**TASK REQUIREMENTS:**
Put the lines below, from the line with "Target: white door" to the line with "90L326 82L328 70L319", into a Markdown table with the columns Row and Line. Number each row and leave out blank lines.

**DATASET EXTRACT:**
*****

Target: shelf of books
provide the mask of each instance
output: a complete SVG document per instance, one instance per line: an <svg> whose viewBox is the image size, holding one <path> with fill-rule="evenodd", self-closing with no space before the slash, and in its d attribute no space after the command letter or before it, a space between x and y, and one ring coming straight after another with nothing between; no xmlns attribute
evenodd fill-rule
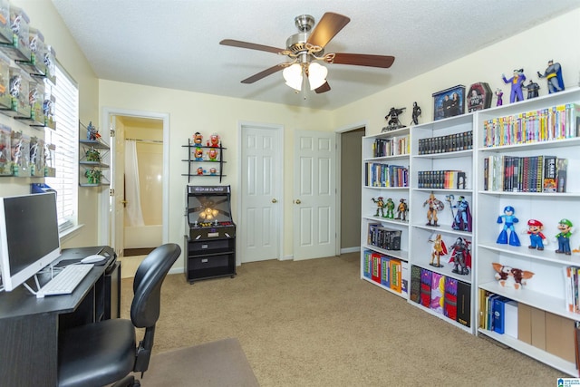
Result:
<svg viewBox="0 0 580 387"><path fill-rule="evenodd" d="M409 294L409 128L362 138L361 278Z"/></svg>
<svg viewBox="0 0 580 387"><path fill-rule="evenodd" d="M476 121L478 333L577 377L580 91Z"/></svg>
<svg viewBox="0 0 580 387"><path fill-rule="evenodd" d="M409 230L410 302L471 334L473 117L413 127Z"/></svg>

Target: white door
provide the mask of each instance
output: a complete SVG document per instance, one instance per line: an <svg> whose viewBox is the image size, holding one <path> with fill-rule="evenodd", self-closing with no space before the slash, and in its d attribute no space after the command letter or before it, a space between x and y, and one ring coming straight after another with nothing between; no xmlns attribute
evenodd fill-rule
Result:
<svg viewBox="0 0 580 387"><path fill-rule="evenodd" d="M294 140L294 259L334 256L335 134L296 131Z"/></svg>
<svg viewBox="0 0 580 387"><path fill-rule="evenodd" d="M281 258L282 127L241 126L241 262Z"/></svg>

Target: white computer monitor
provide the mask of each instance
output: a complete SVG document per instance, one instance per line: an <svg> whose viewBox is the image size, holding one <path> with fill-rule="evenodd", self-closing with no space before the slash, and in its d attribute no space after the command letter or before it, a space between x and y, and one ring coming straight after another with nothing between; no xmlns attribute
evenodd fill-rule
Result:
<svg viewBox="0 0 580 387"><path fill-rule="evenodd" d="M0 198L0 266L10 292L61 254L56 193Z"/></svg>

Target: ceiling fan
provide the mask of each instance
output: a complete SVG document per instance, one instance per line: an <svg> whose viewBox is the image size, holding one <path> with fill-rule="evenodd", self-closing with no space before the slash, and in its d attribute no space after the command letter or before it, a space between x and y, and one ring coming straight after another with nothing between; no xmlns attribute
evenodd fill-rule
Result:
<svg viewBox="0 0 580 387"><path fill-rule="evenodd" d="M330 90L326 82L328 70L319 62L334 64L352 64L356 66L369 66L389 68L395 58L388 55L371 55L364 53L324 53L324 47L338 34L351 19L332 12L325 13L314 29L314 18L309 15L302 15L295 18L295 24L298 34L295 34L286 40L286 48L281 49L268 45L256 44L233 39L224 39L219 42L223 45L248 48L251 50L266 51L290 58L290 62L276 64L256 73L242 81L242 83L254 83L275 73L284 70L283 75L286 84L296 91L302 90L305 78L310 83L310 90L316 93Z"/></svg>

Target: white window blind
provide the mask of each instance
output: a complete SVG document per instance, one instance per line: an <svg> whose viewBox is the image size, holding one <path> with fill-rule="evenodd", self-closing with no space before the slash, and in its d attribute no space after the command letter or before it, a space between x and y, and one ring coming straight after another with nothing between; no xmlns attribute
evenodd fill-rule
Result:
<svg viewBox="0 0 580 387"><path fill-rule="evenodd" d="M54 144L56 177L45 182L56 190L59 230L77 224L78 163L79 163L79 89L76 82L56 66L56 84L52 86L54 95L54 121L56 130L45 129L44 140Z"/></svg>

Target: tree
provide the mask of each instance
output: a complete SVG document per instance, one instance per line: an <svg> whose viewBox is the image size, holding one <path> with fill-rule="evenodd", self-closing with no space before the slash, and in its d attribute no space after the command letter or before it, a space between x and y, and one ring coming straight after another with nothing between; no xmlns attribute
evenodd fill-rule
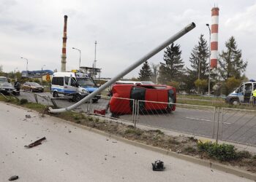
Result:
<svg viewBox="0 0 256 182"><path fill-rule="evenodd" d="M152 68L151 81L156 84L157 80L157 76L159 74L159 64L155 65L152 63L151 68Z"/></svg>
<svg viewBox="0 0 256 182"><path fill-rule="evenodd" d="M148 61L146 61L140 70L139 77L138 79L140 81L148 81L151 75L151 69L150 68Z"/></svg>
<svg viewBox="0 0 256 182"><path fill-rule="evenodd" d="M197 79L195 81L195 87L200 88L203 92L204 92L204 90L208 87L207 79Z"/></svg>
<svg viewBox="0 0 256 182"><path fill-rule="evenodd" d="M226 94L230 93L234 90L234 88L238 87L240 85L241 80L237 79L235 77L230 77L225 82Z"/></svg>
<svg viewBox="0 0 256 182"><path fill-rule="evenodd" d="M191 62L192 71L193 74L197 73L198 79L207 79L208 74L208 63L209 50L207 46L207 42L201 34L199 38L198 45L195 45L193 48L189 61Z"/></svg>
<svg viewBox="0 0 256 182"><path fill-rule="evenodd" d="M180 45L172 44L166 47L164 55L165 63L160 63L159 81L162 84L179 81L184 73L184 63L181 59Z"/></svg>
<svg viewBox="0 0 256 182"><path fill-rule="evenodd" d="M195 82L197 79L208 80L208 63L209 50L206 39L203 35L201 34L199 37L198 44L193 48L189 61L191 63L191 69L187 68L188 78L187 83L191 87L191 89L195 89ZM199 87L197 91L199 92Z"/></svg>
<svg viewBox="0 0 256 182"><path fill-rule="evenodd" d="M244 73L247 62L244 62L241 58L241 50L237 49L235 38L231 36L225 43L227 51L222 50L218 60L219 64L219 72L222 79L227 81L230 77L241 79Z"/></svg>

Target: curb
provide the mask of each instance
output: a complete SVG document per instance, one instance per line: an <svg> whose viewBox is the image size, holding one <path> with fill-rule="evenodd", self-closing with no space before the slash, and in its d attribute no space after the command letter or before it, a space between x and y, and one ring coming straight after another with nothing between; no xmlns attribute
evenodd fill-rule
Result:
<svg viewBox="0 0 256 182"><path fill-rule="evenodd" d="M19 108L22 108L22 109L26 110L26 111L31 110L31 109L24 108L24 107L22 107L20 106L14 105L12 103L6 103L6 104L17 107ZM34 110L31 110L31 111L33 112L38 113L36 111L34 111ZM256 173L250 173L248 171L245 171L245 170L241 170L241 169L238 169L238 168L236 168L236 167L234 167L232 166L222 165L222 164L219 164L219 163L217 163L216 162L213 162L211 160L201 159L199 158L195 158L195 157L192 157L192 156L185 155L185 154L178 154L178 153L174 152L174 151L170 151L163 149L161 148L146 145L145 143L140 143L140 142L138 142L136 141L130 141L130 140L124 138L120 137L120 136L109 134L109 133L105 132L104 131L99 130L97 129L89 127L87 127L85 125L81 125L81 124L79 124L77 123L74 123L74 122L72 122L70 121L65 120L64 119L56 117L54 116L46 115L45 116L46 117L54 117L56 119L59 120L59 122L67 122L71 125L85 129L88 131L93 132L99 134L99 135L103 135L103 136L106 136L108 138L116 139L116 141L121 141L121 142L126 143L129 144L129 145L140 147L140 148L146 149L146 150L153 151L158 152L158 153L160 153L162 154L165 154L167 156L176 157L176 158L178 158L178 159L180 159L182 160L189 161L189 162L192 162L192 163L195 163L195 164L197 164L200 165L203 165L203 166L208 167L215 169L215 170L218 170L220 171L226 172L226 173L228 173L230 174L233 174L233 175L237 175L239 177L245 178L253 180L253 181L256 181Z"/></svg>
<svg viewBox="0 0 256 182"><path fill-rule="evenodd" d="M55 117L55 116L53 116L53 117ZM166 150L166 149L163 149L161 148L146 145L145 143L140 143L140 142L138 142L135 141L130 141L130 140L128 140L128 139L126 139L126 138L124 138L122 137L117 136L115 135L111 135L111 134L109 134L108 132L103 132L102 130L99 130L97 129L89 127L87 127L85 125L80 125L79 124L74 123L74 122L72 122L70 121L65 120L65 119L63 119L61 118L58 118L58 117L55 117L55 118L59 119L61 122L68 122L69 124L70 124L73 126L85 129L86 130L99 134L99 135L103 135L103 136L111 138L113 139L126 143L129 144L129 145L140 147L140 148L146 149L146 150L153 151L158 152L158 153L160 153L162 154L165 154L167 156L176 157L176 158L178 158L178 159L180 159L182 160L189 161L189 162L195 163L195 164L197 164L200 165L208 167L210 167L210 168L212 168L214 170L218 170L220 171L226 172L227 173L233 174L233 175L237 175L239 177L256 181L256 173L250 173L248 171L240 170L238 168L236 168L236 167L234 167L232 166L222 165L222 164L219 164L219 163L217 163L217 162L213 162L211 160L201 159L199 158L195 158L195 157L192 157L192 156L185 155L185 154L178 154L178 153L174 152L174 151L170 151Z"/></svg>

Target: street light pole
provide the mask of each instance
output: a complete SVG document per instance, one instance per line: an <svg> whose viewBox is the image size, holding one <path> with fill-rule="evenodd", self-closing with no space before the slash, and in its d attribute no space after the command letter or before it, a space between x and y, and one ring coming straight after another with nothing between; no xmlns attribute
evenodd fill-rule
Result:
<svg viewBox="0 0 256 182"><path fill-rule="evenodd" d="M211 90L210 90L210 84L211 84L211 28L209 24L206 24L206 26L209 28L209 73L208 77L208 94L210 96Z"/></svg>
<svg viewBox="0 0 256 182"><path fill-rule="evenodd" d="M45 66L45 65L42 66L42 76L43 76L43 74L42 74L42 67L44 67L44 66Z"/></svg>
<svg viewBox="0 0 256 182"><path fill-rule="evenodd" d="M79 67L78 67L78 70L80 71L80 64L81 64L81 50L78 50L77 48L75 47L72 47L73 50L76 50L78 51L79 51Z"/></svg>
<svg viewBox="0 0 256 182"><path fill-rule="evenodd" d="M18 67L14 68L14 80L15 81L17 81L16 80L16 69L18 69Z"/></svg>
<svg viewBox="0 0 256 182"><path fill-rule="evenodd" d="M95 51L94 51L94 68L95 68L95 79L96 79L96 45L97 45L97 41L95 41Z"/></svg>
<svg viewBox="0 0 256 182"><path fill-rule="evenodd" d="M26 71L28 72L28 71L29 71L29 69L28 69L29 60L27 58L23 58L23 57L21 57L20 58L26 60Z"/></svg>

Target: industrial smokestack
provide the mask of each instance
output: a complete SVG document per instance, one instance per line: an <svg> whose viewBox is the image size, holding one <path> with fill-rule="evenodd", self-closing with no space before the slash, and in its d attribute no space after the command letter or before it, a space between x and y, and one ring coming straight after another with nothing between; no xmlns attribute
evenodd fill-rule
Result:
<svg viewBox="0 0 256 182"><path fill-rule="evenodd" d="M64 15L64 27L63 31L62 55L61 55L61 71L66 71L66 44L67 44L67 16Z"/></svg>
<svg viewBox="0 0 256 182"><path fill-rule="evenodd" d="M217 68L218 63L219 10L219 7L211 9L211 68Z"/></svg>

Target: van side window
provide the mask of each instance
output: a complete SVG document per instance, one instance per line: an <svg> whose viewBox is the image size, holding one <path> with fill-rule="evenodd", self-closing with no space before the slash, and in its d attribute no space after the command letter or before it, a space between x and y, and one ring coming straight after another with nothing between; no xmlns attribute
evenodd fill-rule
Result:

*****

**TASK OUTPUT:**
| Row | Line |
|---|---|
| 1 | Target: white door |
| 2 | provide the mask of each instance |
| 3 | output: a complete SVG document per instance, one instance per line: an <svg> whose viewBox is the image size, holding one <path> with fill-rule="evenodd", self-closing with no space before the slash, and in its d attribute no space after the command letter or before it, a space between x and y, and one ring coming straight after another with nothing between; no xmlns attribute |
| 4 | evenodd fill-rule |
| 5 | Result: |
| 6 | <svg viewBox="0 0 580 387"><path fill-rule="evenodd" d="M294 140L294 259L334 256L335 134L296 131Z"/></svg> |
| 7 | <svg viewBox="0 0 580 387"><path fill-rule="evenodd" d="M281 258L282 127L241 126L241 262Z"/></svg> |
| 8 | Target: white computer monitor |
| 9 | provide the mask of each instance |
| 10 | output: a complete SVG document per instance, one instance per line: an <svg> whose viewBox is the image size, holding one <path> with fill-rule="evenodd", self-closing with no space before the slash, and in its d attribute no space after the command letter or before it, a space between x and y, and one ring coming straight after another with nothing between; no xmlns attribute |
| 11 | evenodd fill-rule |
| 12 | Result: |
| 13 | <svg viewBox="0 0 580 387"><path fill-rule="evenodd" d="M0 198L0 266L10 292L61 254L56 193Z"/></svg> |
| 14 | Target: ceiling fan |
| 15 | provide the mask of each instance |
| 16 | output: a complete SVG document per instance, one instance per line: an <svg> whose viewBox is the image size, holding one <path> with fill-rule="evenodd", self-closing with no space before the slash, and in its d attribute no space after the command letter or before it, a space between x and y, and one ring coming straight after another with nothing between; no xmlns attribute |
| 17 | evenodd fill-rule |
| 18 | Result: |
| 19 | <svg viewBox="0 0 580 387"><path fill-rule="evenodd" d="M330 90L326 82L328 70L319 62L334 64L352 64L356 66L369 66L389 68L395 58L388 55L371 55L364 53L324 53L324 47L338 34L351 19L332 12L325 13L314 29L314 18L309 15L302 15L295 18L295 24L298 34L295 34L286 40L286 48L281 49L268 45L256 44L233 39L224 39L219 42L223 45L248 48L251 50L266 51L290 58L290 62L276 64L256 73L242 81L242 83L254 83L275 73L284 70L283 75L286 84L296 91L302 90L305 78L310 83L310 90L316 93Z"/></svg> |